_INSTRUCTIONS TO FOLLOW:_ Please copy out all the data. Every detail stays the same.

++++++++

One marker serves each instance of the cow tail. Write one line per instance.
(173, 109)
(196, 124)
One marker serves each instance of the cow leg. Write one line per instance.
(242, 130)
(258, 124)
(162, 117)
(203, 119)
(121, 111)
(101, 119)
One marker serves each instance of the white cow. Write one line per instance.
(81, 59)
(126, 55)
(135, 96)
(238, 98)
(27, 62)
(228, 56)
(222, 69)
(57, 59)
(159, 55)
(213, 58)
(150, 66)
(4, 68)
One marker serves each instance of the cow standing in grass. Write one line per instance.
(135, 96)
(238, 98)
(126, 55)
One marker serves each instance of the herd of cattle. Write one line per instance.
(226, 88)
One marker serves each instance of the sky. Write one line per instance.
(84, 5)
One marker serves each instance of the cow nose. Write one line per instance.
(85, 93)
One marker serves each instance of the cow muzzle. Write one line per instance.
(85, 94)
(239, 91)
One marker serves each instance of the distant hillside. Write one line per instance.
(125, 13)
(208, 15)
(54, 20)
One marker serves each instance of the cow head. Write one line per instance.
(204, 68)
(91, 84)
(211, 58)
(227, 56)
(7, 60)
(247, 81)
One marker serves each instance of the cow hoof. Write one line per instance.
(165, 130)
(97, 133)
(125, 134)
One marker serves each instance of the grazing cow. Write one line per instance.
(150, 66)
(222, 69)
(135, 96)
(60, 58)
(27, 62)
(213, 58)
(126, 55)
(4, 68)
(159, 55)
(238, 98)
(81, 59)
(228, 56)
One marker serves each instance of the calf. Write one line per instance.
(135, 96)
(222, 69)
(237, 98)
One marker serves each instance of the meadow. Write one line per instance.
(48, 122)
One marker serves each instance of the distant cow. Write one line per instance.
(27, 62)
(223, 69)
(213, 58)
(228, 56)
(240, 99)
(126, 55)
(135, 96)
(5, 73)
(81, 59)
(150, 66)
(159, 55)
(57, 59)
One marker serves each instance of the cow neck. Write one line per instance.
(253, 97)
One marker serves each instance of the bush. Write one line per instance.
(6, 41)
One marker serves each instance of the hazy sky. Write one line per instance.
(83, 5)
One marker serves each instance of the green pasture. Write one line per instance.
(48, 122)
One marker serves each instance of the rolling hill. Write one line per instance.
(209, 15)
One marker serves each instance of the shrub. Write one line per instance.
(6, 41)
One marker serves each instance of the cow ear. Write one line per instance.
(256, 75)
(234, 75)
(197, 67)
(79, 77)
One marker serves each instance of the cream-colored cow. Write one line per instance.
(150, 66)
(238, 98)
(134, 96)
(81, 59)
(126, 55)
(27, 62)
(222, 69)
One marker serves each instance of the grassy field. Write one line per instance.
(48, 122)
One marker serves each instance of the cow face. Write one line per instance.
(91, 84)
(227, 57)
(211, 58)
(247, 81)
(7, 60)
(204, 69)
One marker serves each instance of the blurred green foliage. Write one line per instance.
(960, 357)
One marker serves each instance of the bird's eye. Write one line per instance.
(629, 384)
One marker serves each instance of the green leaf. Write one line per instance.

++++++++

_SOLUTION TO THIS TASK:_
One marker serves each instance of the cow tail. Write one line per instance.
(173, 109)
(196, 124)
One marker serves each instance of the cow leg. Write one line per instance.
(242, 130)
(258, 124)
(162, 117)
(203, 119)
(121, 111)
(101, 119)
One marker serves each instance of the white cow. Write one line per instance.
(81, 59)
(126, 55)
(135, 96)
(238, 98)
(27, 62)
(228, 56)
(222, 69)
(57, 59)
(159, 55)
(213, 58)
(150, 66)
(4, 68)
One marker serves each instance of the cow standing in grass. Write one line per instance.
(135, 96)
(238, 98)
(126, 55)
One marker serves each instance of the herd of cattle. Write one line per instance.
(226, 88)
One marker serves each instance of the sky. Write one line per instance.
(84, 5)
One marker serves each instance of the cow nose. Write one line per instance.
(85, 93)
One marker serves each instance of the cow muzzle. Write one line per instance.
(85, 94)
(239, 91)
One marker serves each instance of the distant hillside. Write one line per instance.
(125, 13)
(208, 15)
(54, 20)
One marker serves each instance of the cow head. Write one line per instance.
(204, 68)
(91, 84)
(211, 58)
(227, 56)
(7, 60)
(247, 81)
One marker serves each instance of the cow hoof. Write one line per instance.
(165, 130)
(97, 133)
(125, 134)
One marker serves each instance of the grazing cow. Write one line per instance.
(150, 66)
(222, 69)
(135, 96)
(60, 58)
(27, 62)
(213, 58)
(126, 55)
(4, 68)
(159, 55)
(238, 98)
(81, 59)
(228, 56)
One marker serves each instance of the calf. Write one line per instance.
(135, 96)
(222, 69)
(237, 98)
One marker serves each instance of the meadow. Write one line per instance.
(48, 122)
One marker serves each instance of the distant cow. Write one line per instance.
(27, 62)
(223, 69)
(213, 58)
(228, 56)
(240, 99)
(126, 55)
(135, 96)
(5, 73)
(81, 59)
(150, 66)
(159, 55)
(57, 59)
One marker serves each instance of the cow neck. Write one line per instance.
(253, 97)
One marker serves each instance of the bush. Write one line per instance.
(6, 41)
One marker serves each instance of the hazy sky. Write one line per instance.
(83, 5)
One marker serves each instance of the green pasture. Write one line per instance.
(48, 122)
One marker serves each instance of the rolling hill. Write one line per instance.
(209, 15)
One marker serves each instance of the shrub. Write one line per instance.
(6, 41)
One marker serves each instance of the cow ear. Write one line per instance.
(256, 75)
(234, 75)
(197, 67)
(79, 77)
One marker serves each instance of the cream-colored cow. Write one line per instance.
(150, 66)
(238, 98)
(134, 96)
(81, 59)
(126, 55)
(27, 62)
(222, 69)
One marker serves each instance of the grassy field. Write one line per instance.
(48, 122)
One marker serves each instance of the cow face. Write one line per instance.
(91, 84)
(227, 57)
(211, 58)
(247, 81)
(7, 60)
(204, 69)
One marker serves each instance of the blurred green foliage. Write one line per instance.
(960, 357)
One marker serves each instance of the bird's eye. Write one line per instance.
(629, 384)
One marker serves each instance of the green leaf. Write one line per instance.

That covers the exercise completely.